* Goal of the exercise
Pull out every line of the records that contains the string "reflection" and copy each one.

* Records provided
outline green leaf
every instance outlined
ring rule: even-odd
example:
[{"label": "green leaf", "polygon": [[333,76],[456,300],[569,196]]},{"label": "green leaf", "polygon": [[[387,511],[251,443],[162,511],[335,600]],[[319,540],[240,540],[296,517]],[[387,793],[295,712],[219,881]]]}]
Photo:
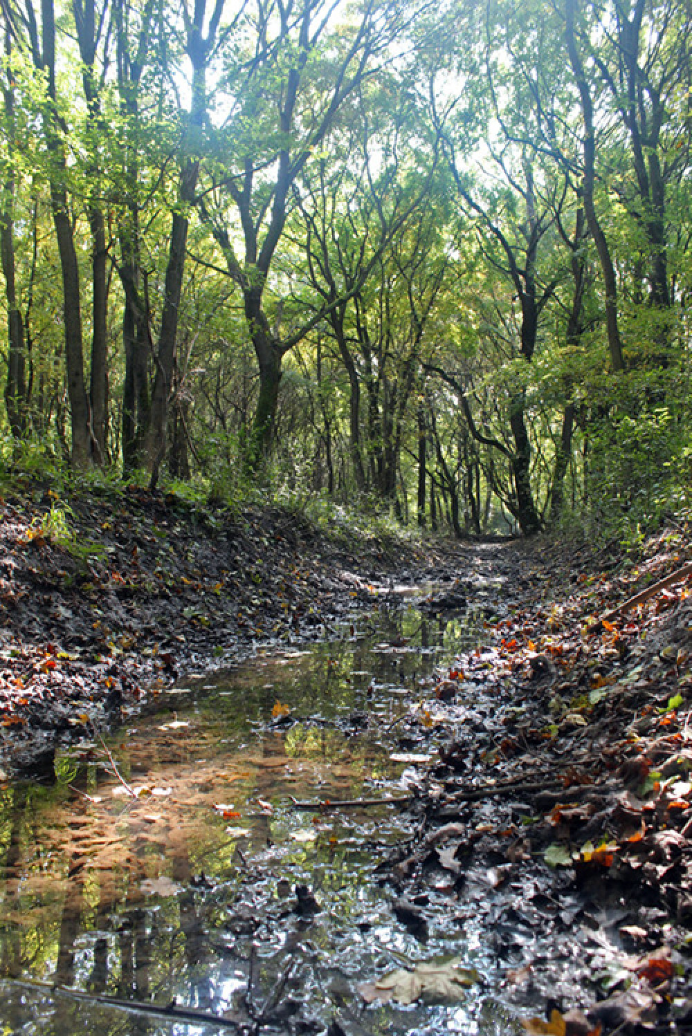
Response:
[{"label": "green leaf", "polygon": [[668,698],[668,704],[665,706],[663,709],[659,709],[659,712],[660,713],[672,712],[673,709],[680,709],[680,707],[684,704],[684,702],[685,698],[683,697],[682,694],[680,693],[671,694],[670,697]]}]

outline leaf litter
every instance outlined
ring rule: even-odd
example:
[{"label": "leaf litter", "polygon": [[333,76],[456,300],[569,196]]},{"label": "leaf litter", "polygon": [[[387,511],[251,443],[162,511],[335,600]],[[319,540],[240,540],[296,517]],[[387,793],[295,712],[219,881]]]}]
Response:
[{"label": "leaf litter", "polygon": [[[120,557],[112,571],[103,554],[80,571],[74,558],[50,543],[23,540],[22,528],[29,523],[22,509],[5,506],[8,556],[19,557],[19,578],[9,589],[3,584],[2,605],[9,618],[2,644],[2,724],[13,758],[21,758],[22,746],[31,756],[27,735],[47,707],[56,723],[62,715],[56,728],[82,737],[113,715],[104,711],[109,695],[120,719],[131,706],[139,707],[143,688],[153,687],[152,678],[161,686],[170,684],[196,652],[198,657],[213,654],[214,640],[213,646],[223,644],[224,651],[240,650],[258,635],[257,615],[272,595],[278,624],[272,631],[265,622],[264,634],[296,627],[296,617],[302,634],[323,632],[322,625],[310,622],[308,601],[324,591],[326,577],[320,574],[311,582],[318,568],[314,559],[310,566],[296,564],[296,544],[306,551],[308,537],[304,529],[296,536],[290,526],[282,529],[281,574],[279,566],[276,573],[262,568],[259,555],[252,562],[257,574],[262,570],[260,581],[271,584],[265,594],[257,581],[249,593],[237,576],[217,578],[219,562],[205,575],[208,558],[185,563],[190,567],[182,572],[171,565],[163,580],[155,577],[160,589],[152,594],[147,566],[162,544],[168,549],[167,540],[179,539],[185,523],[191,528],[199,518],[175,500],[162,507],[161,500],[137,492],[123,508],[118,529],[125,553],[137,560],[128,567]],[[152,534],[152,519],[166,539]],[[266,549],[271,526],[263,524],[263,517],[254,521],[256,529],[263,529]],[[196,542],[204,539],[199,533]],[[151,541],[158,554],[152,547],[145,562]],[[457,574],[452,589],[427,602],[431,614],[445,616],[475,599],[485,628],[473,650],[421,682],[414,693],[410,678],[402,684],[411,706],[391,730],[392,754],[409,760],[410,809],[419,833],[397,854],[387,852],[380,873],[400,899],[416,906],[421,923],[412,923],[415,912],[408,920],[401,912],[399,920],[407,930],[417,929],[416,939],[431,925],[439,928],[436,918],[442,913],[448,928],[482,934],[490,988],[512,1002],[529,1032],[605,1036],[691,1028],[688,551],[683,533],[652,540],[630,556],[536,541],[491,547],[484,555],[482,582],[479,572]],[[288,553],[292,568],[284,564]],[[173,556],[171,550],[171,562]],[[241,556],[246,564],[249,547],[236,553]],[[463,558],[458,566],[469,566],[468,552],[458,556]],[[176,564],[179,557],[178,551]],[[401,562],[391,558],[390,564],[394,568]],[[451,564],[445,562],[448,571]],[[223,612],[211,628],[207,581]],[[94,607],[96,597],[90,601],[89,585],[96,597],[104,587],[115,594],[108,621]],[[295,604],[285,609],[290,585]],[[365,602],[381,584],[359,576],[333,583],[329,607],[335,611],[345,585],[349,596]],[[230,589],[225,598],[222,586]],[[89,622],[84,600],[96,616]],[[137,608],[129,608],[131,600]],[[229,602],[235,616],[231,633]],[[146,615],[134,617],[143,604],[151,605],[152,616],[182,615],[184,625],[173,620],[162,638]],[[290,622],[282,626],[287,611]],[[328,608],[321,614],[334,622]],[[242,639],[243,628],[249,641]],[[380,641],[380,651],[393,659],[413,654],[410,644],[396,640]],[[278,708],[271,722],[288,729],[301,719],[314,722],[273,700]],[[174,733],[177,722],[174,717],[169,724]],[[352,730],[358,722],[353,718]],[[424,761],[427,755],[433,761]],[[154,794],[142,787],[145,797]],[[268,814],[272,804],[259,797],[257,808]],[[229,837],[241,838],[249,829],[228,830]],[[117,852],[117,840],[105,838],[103,844],[104,852]],[[94,848],[99,852],[96,841]],[[295,903],[299,917],[312,916],[309,893]],[[444,967],[411,962],[398,969],[403,972],[399,986],[391,978],[396,972],[380,963],[380,977],[373,976],[370,986],[383,983],[385,991],[393,985],[406,997],[408,983],[410,996],[428,965],[433,975]],[[423,996],[421,986],[415,999]],[[543,1017],[536,1014],[540,1002]]]}]

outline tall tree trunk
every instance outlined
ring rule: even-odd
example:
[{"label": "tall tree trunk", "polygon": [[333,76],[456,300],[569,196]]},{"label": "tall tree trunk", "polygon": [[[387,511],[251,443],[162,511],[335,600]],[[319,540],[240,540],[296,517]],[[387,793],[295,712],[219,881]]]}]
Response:
[{"label": "tall tree trunk", "polygon": [[[5,54],[11,54],[11,36],[5,34]],[[5,406],[7,421],[16,439],[22,439],[27,430],[27,398],[25,381],[24,321],[17,301],[15,263],[15,94],[11,81],[3,84],[7,133],[7,162],[4,176],[4,204],[0,213],[0,258],[5,279],[7,301],[7,380]]]},{"label": "tall tree trunk", "polygon": [[65,179],[67,164],[59,136],[55,83],[55,9],[53,0],[41,0],[42,56],[36,55],[39,67],[48,74],[49,104],[44,128],[51,164],[51,211],[58,241],[62,275],[62,305],[65,332],[67,397],[70,409],[71,459],[76,467],[85,467],[90,459],[89,401],[84,380],[82,351],[82,306],[80,274],[75,232],[67,203]]},{"label": "tall tree trunk", "polygon": [[524,392],[515,393],[510,401],[510,428],[514,438],[512,476],[516,494],[516,518],[521,531],[525,536],[530,536],[540,530],[541,519],[531,492],[531,445],[526,430],[524,407]]},{"label": "tall tree trunk", "polygon": [[206,114],[206,63],[214,46],[219,22],[225,0],[214,0],[206,36],[204,22],[206,0],[196,0],[193,21],[190,21],[186,6],[185,50],[193,66],[192,100],[188,125],[181,144],[182,161],[178,188],[178,204],[173,212],[171,237],[166,266],[164,306],[158,329],[154,384],[151,393],[149,432],[146,437],[145,461],[151,472],[151,485],[155,486],[160,466],[166,456],[168,438],[168,411],[173,386],[175,346],[178,333],[182,278],[185,266],[189,212],[195,203],[197,180],[199,178],[199,145]]},{"label": "tall tree trunk", "polygon": [[596,183],[596,134],[594,128],[594,104],[584,66],[577,48],[574,28],[576,9],[577,0],[566,0],[567,49],[570,56],[572,71],[574,73],[574,78],[577,82],[577,88],[579,90],[579,96],[581,98],[581,111],[584,120],[584,178],[582,184],[584,212],[586,214],[588,229],[596,244],[596,251],[598,252],[599,262],[601,264],[601,272],[603,275],[603,287],[605,289],[606,332],[608,336],[610,363],[613,371],[624,371],[625,359],[623,357],[623,345],[617,322],[617,283],[615,280],[615,269],[612,263],[608,240],[603,231],[603,227],[601,226],[594,202],[594,188]]},{"label": "tall tree trunk", "polygon": [[[94,0],[73,0],[77,38],[82,58],[82,82],[87,103],[87,134],[97,142],[103,131],[98,77],[95,69],[98,48]],[[108,410],[108,250],[106,220],[99,198],[99,162],[97,143],[87,167],[90,180],[88,212],[91,230],[91,376],[90,432],[91,452],[98,464],[106,460],[106,424]]]},{"label": "tall tree trunk", "polygon": [[417,408],[419,425],[419,491],[416,499],[416,520],[420,528],[426,527],[426,454],[427,454],[427,430],[426,412],[423,403],[419,403]]}]

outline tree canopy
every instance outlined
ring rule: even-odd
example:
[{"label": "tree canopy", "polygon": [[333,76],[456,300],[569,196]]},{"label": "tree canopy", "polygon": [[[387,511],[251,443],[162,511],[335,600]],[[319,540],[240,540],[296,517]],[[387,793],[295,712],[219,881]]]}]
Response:
[{"label": "tree canopy", "polygon": [[6,463],[460,537],[686,503],[688,5],[1,10]]}]

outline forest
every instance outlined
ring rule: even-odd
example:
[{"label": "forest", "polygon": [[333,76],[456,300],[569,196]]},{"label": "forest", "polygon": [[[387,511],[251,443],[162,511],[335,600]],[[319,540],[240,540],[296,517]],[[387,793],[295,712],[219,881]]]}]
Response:
[{"label": "forest", "polygon": [[692,1034],[692,0],[0,0],[0,1030]]},{"label": "forest", "polygon": [[677,0],[2,0],[5,466],[458,538],[690,463]]}]

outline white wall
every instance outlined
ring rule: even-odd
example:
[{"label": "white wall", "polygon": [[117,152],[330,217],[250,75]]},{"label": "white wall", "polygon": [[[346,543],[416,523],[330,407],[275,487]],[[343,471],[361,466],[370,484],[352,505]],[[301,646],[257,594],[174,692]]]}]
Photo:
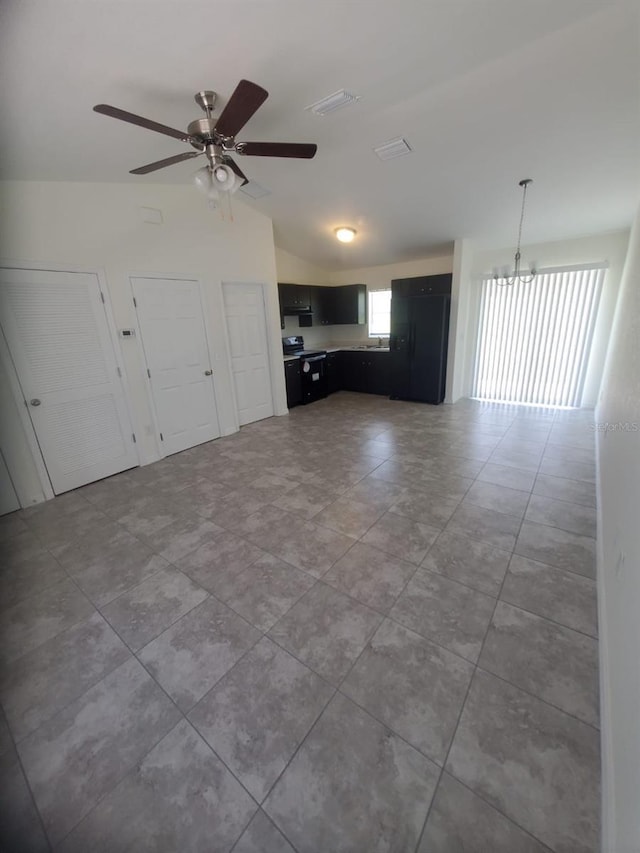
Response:
[{"label": "white wall", "polygon": [[331,274],[321,267],[276,246],[278,281],[290,284],[331,284]]},{"label": "white wall", "polygon": [[[611,332],[598,424],[640,430],[640,209]],[[633,429],[633,427],[632,427]],[[603,843],[640,850],[640,431],[598,431]]]},{"label": "white wall", "polygon": [[[222,281],[267,285],[276,414],[286,408],[271,220],[233,199],[222,219],[190,185],[6,182],[0,186],[3,262],[103,274],[116,326],[134,325],[130,275],[173,274],[203,283],[223,434],[238,428]],[[162,212],[143,221],[141,207]],[[141,461],[158,458],[139,340],[121,342]],[[16,484],[17,486],[18,484]]]},{"label": "white wall", "polygon": [[[593,408],[598,399],[598,391],[604,370],[605,356],[611,324],[615,311],[618,292],[620,289],[620,278],[627,254],[629,243],[628,231],[617,231],[611,234],[602,234],[594,237],[584,237],[578,240],[563,240],[555,243],[539,243],[523,246],[523,265],[528,268],[535,264],[539,269],[555,266],[570,266],[572,264],[590,264],[607,261],[609,269],[605,275],[598,320],[594,329],[591,355],[585,379],[582,405],[585,408]],[[494,269],[513,266],[513,247],[506,249],[478,249],[475,252],[470,275],[464,283],[464,287],[471,288],[470,306],[473,317],[471,325],[477,329],[480,281],[483,276],[492,274]],[[463,390],[463,396],[471,392],[472,362],[475,356],[475,346],[469,345],[465,354],[467,368],[465,375],[468,377],[467,387]]]}]

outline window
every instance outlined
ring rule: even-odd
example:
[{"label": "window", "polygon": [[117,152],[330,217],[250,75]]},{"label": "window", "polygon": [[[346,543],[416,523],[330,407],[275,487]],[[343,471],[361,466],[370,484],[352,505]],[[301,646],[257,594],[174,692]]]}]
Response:
[{"label": "window", "polygon": [[369,291],[369,337],[388,338],[391,329],[391,291]]},{"label": "window", "polygon": [[530,284],[482,282],[473,397],[580,406],[605,269],[538,273]]}]

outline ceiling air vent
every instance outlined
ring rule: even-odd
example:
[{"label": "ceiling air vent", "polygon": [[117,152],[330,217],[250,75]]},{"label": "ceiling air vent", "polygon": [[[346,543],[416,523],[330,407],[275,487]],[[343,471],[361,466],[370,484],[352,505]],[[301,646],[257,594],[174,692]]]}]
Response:
[{"label": "ceiling air vent", "polygon": [[381,160],[393,160],[394,157],[410,154],[411,146],[406,139],[399,136],[397,139],[390,139],[389,142],[376,146],[373,150]]},{"label": "ceiling air vent", "polygon": [[248,195],[249,198],[262,198],[265,195],[271,195],[271,190],[265,189],[257,181],[249,181],[243,187],[240,187],[240,192]]},{"label": "ceiling air vent", "polygon": [[318,116],[326,116],[327,113],[333,113],[336,110],[342,109],[342,107],[348,107],[349,104],[355,104],[359,100],[360,95],[354,95],[352,92],[340,89],[339,92],[334,92],[333,95],[329,95],[321,101],[316,101],[315,104],[310,104],[308,107],[305,107],[305,110],[311,110],[312,113]]}]

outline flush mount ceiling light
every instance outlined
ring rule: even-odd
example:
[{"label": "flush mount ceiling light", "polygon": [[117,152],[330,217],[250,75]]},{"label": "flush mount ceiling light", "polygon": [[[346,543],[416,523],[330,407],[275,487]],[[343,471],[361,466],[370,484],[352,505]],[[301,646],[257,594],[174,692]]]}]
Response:
[{"label": "flush mount ceiling light", "polygon": [[334,234],[341,243],[351,243],[357,233],[355,228],[349,228],[347,225],[342,225],[334,231]]},{"label": "flush mount ceiling light", "polygon": [[536,271],[532,268],[531,272],[527,274],[523,274],[520,269],[520,240],[522,238],[522,223],[524,221],[524,205],[527,198],[527,187],[529,184],[533,183],[532,178],[523,178],[518,182],[518,186],[522,187],[522,208],[520,210],[520,225],[518,226],[518,245],[516,247],[516,254],[514,258],[513,264],[513,273],[511,275],[498,275],[497,272],[493,274],[493,280],[496,284],[509,285],[515,284],[519,281],[521,284],[531,284],[533,279],[536,277]]},{"label": "flush mount ceiling light", "polygon": [[359,100],[360,95],[354,95],[352,92],[340,89],[339,92],[334,92],[333,95],[328,95],[326,98],[316,101],[315,104],[310,104],[308,107],[305,107],[305,110],[311,110],[317,116],[326,116],[327,113],[335,112],[335,110],[342,109],[342,107],[348,107]]}]

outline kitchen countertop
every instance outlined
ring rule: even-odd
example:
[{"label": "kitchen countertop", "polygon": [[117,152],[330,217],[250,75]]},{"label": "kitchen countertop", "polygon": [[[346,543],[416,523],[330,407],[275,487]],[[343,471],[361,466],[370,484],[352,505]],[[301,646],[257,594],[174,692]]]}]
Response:
[{"label": "kitchen countertop", "polygon": [[[321,349],[321,347],[318,347]],[[389,347],[375,347],[368,346],[366,344],[361,344],[360,346],[354,344],[350,347],[325,347],[324,351],[329,352],[389,352]],[[284,361],[293,361],[296,358],[300,358],[299,355],[285,355],[283,356]]]}]

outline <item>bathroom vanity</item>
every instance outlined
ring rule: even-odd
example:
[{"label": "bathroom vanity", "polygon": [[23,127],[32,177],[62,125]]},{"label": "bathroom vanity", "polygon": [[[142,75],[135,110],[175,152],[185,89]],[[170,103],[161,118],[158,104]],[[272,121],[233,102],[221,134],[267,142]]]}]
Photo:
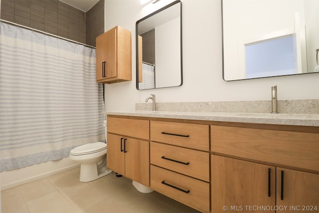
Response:
[{"label": "bathroom vanity", "polygon": [[107,115],[108,167],[174,200],[205,213],[319,212],[317,114]]}]

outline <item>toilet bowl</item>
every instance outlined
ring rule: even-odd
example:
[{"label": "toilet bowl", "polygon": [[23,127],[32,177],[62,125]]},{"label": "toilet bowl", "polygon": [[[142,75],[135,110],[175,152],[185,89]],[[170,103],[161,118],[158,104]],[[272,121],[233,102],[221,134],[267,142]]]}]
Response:
[{"label": "toilet bowl", "polygon": [[81,164],[80,182],[94,181],[112,172],[106,167],[106,147],[104,143],[95,142],[71,150],[70,159]]}]

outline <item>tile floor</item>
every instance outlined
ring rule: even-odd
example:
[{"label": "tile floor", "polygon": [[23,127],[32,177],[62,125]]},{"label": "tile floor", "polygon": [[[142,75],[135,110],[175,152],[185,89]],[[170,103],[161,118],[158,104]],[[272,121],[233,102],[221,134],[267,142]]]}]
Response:
[{"label": "tile floor", "polygon": [[113,173],[88,183],[80,168],[1,191],[2,213],[198,213],[156,192],[138,192]]}]

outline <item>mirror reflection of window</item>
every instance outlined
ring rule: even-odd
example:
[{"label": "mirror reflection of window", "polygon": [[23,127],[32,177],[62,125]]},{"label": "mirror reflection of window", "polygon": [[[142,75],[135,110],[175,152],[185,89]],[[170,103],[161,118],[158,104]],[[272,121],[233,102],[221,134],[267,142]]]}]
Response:
[{"label": "mirror reflection of window", "polygon": [[137,89],[182,85],[181,22],[179,0],[137,21]]},{"label": "mirror reflection of window", "polygon": [[297,74],[294,35],[245,45],[246,78]]}]

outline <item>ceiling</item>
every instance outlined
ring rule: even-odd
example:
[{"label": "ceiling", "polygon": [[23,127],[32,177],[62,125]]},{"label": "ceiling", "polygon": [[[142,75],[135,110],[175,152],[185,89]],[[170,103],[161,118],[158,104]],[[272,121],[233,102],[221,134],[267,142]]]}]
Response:
[{"label": "ceiling", "polygon": [[84,12],[93,6],[99,0],[60,0]]}]

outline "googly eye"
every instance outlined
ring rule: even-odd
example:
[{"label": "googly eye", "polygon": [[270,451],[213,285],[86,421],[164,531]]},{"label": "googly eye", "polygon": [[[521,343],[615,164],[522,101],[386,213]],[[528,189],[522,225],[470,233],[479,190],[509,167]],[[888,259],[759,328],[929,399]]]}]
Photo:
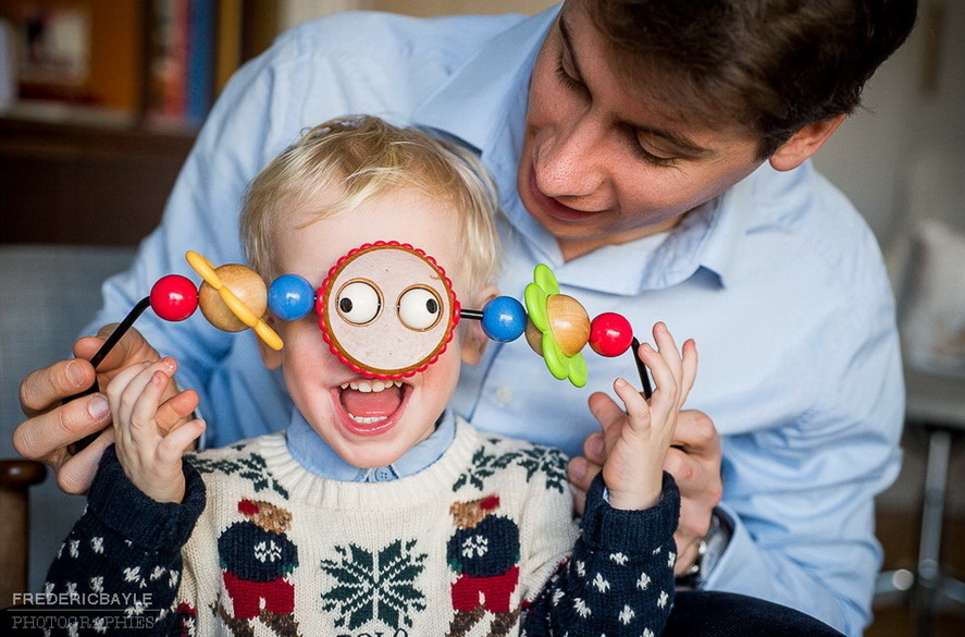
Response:
[{"label": "googly eye", "polygon": [[335,301],[338,314],[348,322],[363,326],[379,316],[382,299],[379,291],[366,281],[352,281],[338,291]]},{"label": "googly eye", "polygon": [[432,290],[410,287],[403,292],[398,303],[399,319],[413,330],[428,330],[438,322],[442,303]]}]

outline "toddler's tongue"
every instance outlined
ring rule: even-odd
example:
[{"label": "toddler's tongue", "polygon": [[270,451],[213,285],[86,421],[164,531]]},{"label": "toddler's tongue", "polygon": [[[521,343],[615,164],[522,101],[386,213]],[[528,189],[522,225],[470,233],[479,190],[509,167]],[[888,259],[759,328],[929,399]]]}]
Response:
[{"label": "toddler's tongue", "polygon": [[403,390],[389,387],[381,392],[360,392],[354,389],[342,390],[342,406],[345,411],[361,418],[387,418],[403,404]]}]

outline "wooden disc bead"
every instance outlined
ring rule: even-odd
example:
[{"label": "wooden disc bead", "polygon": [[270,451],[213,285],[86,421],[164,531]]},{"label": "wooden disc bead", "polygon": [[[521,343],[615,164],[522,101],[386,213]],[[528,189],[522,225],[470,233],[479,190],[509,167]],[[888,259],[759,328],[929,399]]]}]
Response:
[{"label": "wooden disc bead", "polygon": [[[245,307],[258,318],[268,309],[268,290],[261,277],[246,266],[226,264],[214,269],[222,285],[231,290]],[[225,332],[240,332],[248,326],[242,322],[221,299],[221,293],[207,281],[198,292],[198,304],[201,314],[212,326]]]},{"label": "wooden disc bead", "polygon": [[590,315],[579,301],[566,294],[553,294],[546,299],[549,330],[559,348],[567,356],[582,350],[590,340]]}]

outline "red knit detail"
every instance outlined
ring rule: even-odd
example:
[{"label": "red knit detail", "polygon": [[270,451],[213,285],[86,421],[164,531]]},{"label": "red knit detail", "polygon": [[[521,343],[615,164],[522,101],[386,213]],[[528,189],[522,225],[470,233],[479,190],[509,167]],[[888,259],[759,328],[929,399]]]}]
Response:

* Written solution
outline <item>mirror reflection of window</item>
[{"label": "mirror reflection of window", "polygon": [[23,127],[32,177],[62,125]]},{"label": "mirror reflection of window", "polygon": [[[142,75],[135,110],[175,152],[185,89]],[[170,103],[161,118],[158,104]],[[272,121],[233,102],[221,134],[267,142]]]}]
[{"label": "mirror reflection of window", "polygon": [[137,89],[182,85],[181,22],[179,0],[137,21]]},{"label": "mirror reflection of window", "polygon": [[297,74],[294,35],[245,45],[246,78]]}]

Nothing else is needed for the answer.